COMPITO ASSEGNATO
Riporta tutte le voci dalla riga che contiene "Identify the snow-covered ground" fino alla fine, cambiando "hazy sky" in "overcast sky" e lasciando invariato tutto il resto.

::: DATI DI LAVORO :::

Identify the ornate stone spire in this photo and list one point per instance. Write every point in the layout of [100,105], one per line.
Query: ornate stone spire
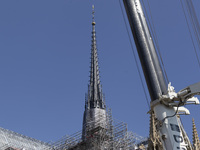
[95,96]
[196,141]
[95,109]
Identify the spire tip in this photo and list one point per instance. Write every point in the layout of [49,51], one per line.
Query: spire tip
[93,22]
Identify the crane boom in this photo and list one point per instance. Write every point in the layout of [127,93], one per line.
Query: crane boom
[164,100]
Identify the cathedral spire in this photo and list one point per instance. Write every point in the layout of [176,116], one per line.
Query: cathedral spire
[196,141]
[95,96]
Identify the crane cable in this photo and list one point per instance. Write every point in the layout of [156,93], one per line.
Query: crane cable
[194,20]
[135,58]
[190,32]
[154,35]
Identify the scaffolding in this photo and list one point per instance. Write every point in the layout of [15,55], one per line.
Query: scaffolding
[102,134]
[10,140]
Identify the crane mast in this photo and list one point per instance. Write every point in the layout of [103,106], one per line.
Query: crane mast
[165,102]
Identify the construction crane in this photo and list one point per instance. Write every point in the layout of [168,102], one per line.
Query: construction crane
[165,102]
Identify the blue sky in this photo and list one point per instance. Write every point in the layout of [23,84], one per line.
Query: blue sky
[44,61]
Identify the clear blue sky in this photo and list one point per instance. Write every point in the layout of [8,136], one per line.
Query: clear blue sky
[44,64]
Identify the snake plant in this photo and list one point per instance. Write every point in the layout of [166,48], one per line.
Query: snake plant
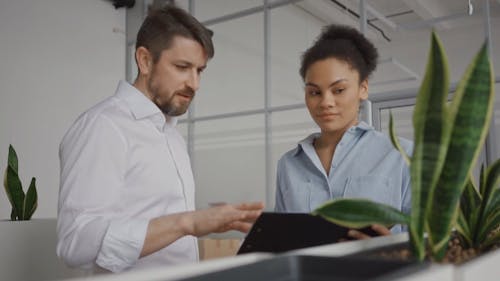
[23,205]
[479,216]
[447,141]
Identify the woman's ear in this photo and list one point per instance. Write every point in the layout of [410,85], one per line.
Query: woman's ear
[363,90]
[144,60]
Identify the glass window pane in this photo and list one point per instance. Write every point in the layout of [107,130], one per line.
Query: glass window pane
[233,80]
[229,161]
[402,117]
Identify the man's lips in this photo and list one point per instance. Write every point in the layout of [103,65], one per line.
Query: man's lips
[188,96]
[328,115]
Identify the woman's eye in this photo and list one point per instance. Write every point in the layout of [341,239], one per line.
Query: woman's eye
[313,93]
[339,90]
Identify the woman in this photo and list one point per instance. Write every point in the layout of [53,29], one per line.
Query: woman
[348,158]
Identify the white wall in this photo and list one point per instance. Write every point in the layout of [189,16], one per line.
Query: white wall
[57,58]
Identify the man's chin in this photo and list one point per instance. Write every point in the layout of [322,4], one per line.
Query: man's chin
[176,112]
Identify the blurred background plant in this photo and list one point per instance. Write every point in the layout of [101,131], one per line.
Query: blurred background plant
[23,205]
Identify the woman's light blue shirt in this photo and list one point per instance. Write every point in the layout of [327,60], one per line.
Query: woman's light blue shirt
[365,165]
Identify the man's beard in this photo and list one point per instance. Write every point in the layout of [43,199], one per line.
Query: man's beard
[169,108]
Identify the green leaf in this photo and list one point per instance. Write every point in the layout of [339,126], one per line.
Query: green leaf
[430,130]
[12,159]
[358,213]
[464,230]
[470,115]
[491,188]
[14,191]
[491,240]
[487,225]
[30,200]
[395,140]
[470,201]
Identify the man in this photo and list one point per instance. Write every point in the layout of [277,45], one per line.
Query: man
[127,192]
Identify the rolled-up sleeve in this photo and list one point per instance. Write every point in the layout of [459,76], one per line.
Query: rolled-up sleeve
[91,228]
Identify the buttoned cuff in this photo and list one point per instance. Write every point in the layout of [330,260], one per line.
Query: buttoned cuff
[122,244]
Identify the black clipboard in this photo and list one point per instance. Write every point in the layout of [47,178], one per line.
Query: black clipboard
[281,232]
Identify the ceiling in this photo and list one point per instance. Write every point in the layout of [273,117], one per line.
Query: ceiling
[402,14]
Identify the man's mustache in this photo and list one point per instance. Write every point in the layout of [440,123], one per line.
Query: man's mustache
[186,92]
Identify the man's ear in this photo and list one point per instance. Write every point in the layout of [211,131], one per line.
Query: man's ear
[363,90]
[144,60]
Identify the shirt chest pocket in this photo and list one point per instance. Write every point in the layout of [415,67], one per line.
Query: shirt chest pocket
[375,188]
[297,198]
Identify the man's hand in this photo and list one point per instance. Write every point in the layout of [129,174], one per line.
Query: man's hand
[163,231]
[223,218]
[379,229]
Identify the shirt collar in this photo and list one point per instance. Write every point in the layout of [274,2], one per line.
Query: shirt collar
[308,142]
[141,106]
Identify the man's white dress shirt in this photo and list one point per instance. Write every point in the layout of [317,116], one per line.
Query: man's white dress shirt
[122,164]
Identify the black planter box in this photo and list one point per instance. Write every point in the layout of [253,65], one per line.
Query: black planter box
[315,268]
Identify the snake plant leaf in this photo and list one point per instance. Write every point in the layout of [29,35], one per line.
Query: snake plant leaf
[491,240]
[395,140]
[358,213]
[491,186]
[464,229]
[470,115]
[470,200]
[430,132]
[491,223]
[12,159]
[30,201]
[15,192]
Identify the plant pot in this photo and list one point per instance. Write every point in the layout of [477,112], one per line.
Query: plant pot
[363,248]
[309,268]
[28,251]
[485,267]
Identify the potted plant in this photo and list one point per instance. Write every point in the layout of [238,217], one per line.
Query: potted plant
[446,145]
[23,205]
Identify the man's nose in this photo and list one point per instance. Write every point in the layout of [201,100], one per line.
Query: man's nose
[193,80]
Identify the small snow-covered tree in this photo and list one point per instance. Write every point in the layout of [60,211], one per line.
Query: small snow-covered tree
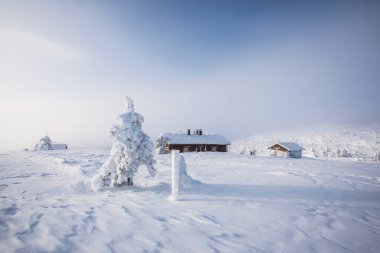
[131,148]
[43,144]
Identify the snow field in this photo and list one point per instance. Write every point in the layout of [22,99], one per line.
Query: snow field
[244,204]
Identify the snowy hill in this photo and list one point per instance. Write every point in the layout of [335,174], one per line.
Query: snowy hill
[352,141]
[244,204]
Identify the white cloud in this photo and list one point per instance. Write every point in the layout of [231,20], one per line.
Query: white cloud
[19,43]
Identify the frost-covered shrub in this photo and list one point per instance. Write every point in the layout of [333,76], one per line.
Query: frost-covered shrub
[44,144]
[131,148]
[161,142]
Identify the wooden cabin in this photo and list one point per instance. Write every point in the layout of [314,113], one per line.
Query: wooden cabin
[58,146]
[195,142]
[288,149]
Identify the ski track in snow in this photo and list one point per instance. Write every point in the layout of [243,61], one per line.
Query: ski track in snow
[244,204]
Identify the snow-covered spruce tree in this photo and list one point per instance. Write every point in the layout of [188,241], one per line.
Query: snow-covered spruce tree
[131,148]
[43,144]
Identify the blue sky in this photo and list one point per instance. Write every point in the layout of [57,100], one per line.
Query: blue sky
[231,67]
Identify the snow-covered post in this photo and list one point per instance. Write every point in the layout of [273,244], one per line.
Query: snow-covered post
[175,175]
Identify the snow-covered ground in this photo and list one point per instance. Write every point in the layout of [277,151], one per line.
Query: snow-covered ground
[354,141]
[244,204]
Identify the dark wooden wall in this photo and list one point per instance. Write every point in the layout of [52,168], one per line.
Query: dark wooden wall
[196,147]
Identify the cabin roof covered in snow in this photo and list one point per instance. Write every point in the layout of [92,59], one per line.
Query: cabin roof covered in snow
[58,146]
[290,146]
[179,138]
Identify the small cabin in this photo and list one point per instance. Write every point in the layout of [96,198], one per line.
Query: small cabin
[58,146]
[194,142]
[288,149]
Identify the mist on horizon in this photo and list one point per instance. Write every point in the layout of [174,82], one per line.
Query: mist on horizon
[236,68]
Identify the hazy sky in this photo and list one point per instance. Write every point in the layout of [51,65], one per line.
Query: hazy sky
[232,67]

:::

RISULTATO
Identify the snow-covered ground in this photo and list one point per instance. Write every point in the layout of [277,151], one per line.
Query: snow-covered ground
[354,141]
[244,204]
Identify the dark wooden wall in this photo and list one point per instance. Write every point in the layout of [52,168], one per line.
Query: dark wooden wall
[196,147]
Identify the cabin roof covered in snow in this photo and list one point per instance. Write every point in the layout of [92,59], one per line.
Query: cabin roof covered in snow
[58,146]
[290,146]
[179,138]
Identify the small cabin in this photo and list one point per instance. Write every point in the layout of [96,198], one per line.
Query: small cabin
[58,146]
[194,142]
[288,149]
Identify the mist on horizon in this photo and list one point per instance. Write every point in the layout of [174,82], one per line.
Query: mist on horizon
[236,68]
Identify the overcast sky in this photo and list one point per instance. Write every point in the layout of [51,65], one per line.
Query: overcast sky
[232,67]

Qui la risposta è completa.